ABOUT THIS EXERCISE: What you return should be every line of the material, unchanged.

START MATERIAL PROVIDED

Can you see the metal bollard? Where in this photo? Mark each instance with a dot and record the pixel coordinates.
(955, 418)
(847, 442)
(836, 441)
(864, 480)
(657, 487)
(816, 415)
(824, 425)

END MATERIAL PROVIDED

SOLUTION TO THIS TASK:
Can you see the metal bollard? Where in this photo? Mark each instance with a dot and record the pixel coordinates.
(955, 418)
(847, 442)
(836, 441)
(864, 480)
(657, 487)
(816, 415)
(824, 425)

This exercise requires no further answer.